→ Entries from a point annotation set
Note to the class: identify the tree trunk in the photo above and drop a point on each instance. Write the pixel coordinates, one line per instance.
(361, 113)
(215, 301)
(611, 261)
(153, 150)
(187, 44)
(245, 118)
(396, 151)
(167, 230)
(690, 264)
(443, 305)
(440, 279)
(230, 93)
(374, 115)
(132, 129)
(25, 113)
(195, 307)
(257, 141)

→ GIVEN INSTRUCTION
Rewrite the material above, changing "tree trunk" to "tree stump" and keeping every other word and line the same.

→ EXERCISE ANSWER
Note to the class: identify the tree stump in the photo above and drop a point on each instance. Write the pixel coordinates, one line per instance.
(361, 113)
(215, 301)
(611, 261)
(153, 150)
(187, 44)
(245, 118)
(396, 151)
(167, 230)
(690, 264)
(443, 305)
(440, 279)
(230, 93)
(374, 115)
(132, 129)
(25, 113)
(195, 307)
(257, 141)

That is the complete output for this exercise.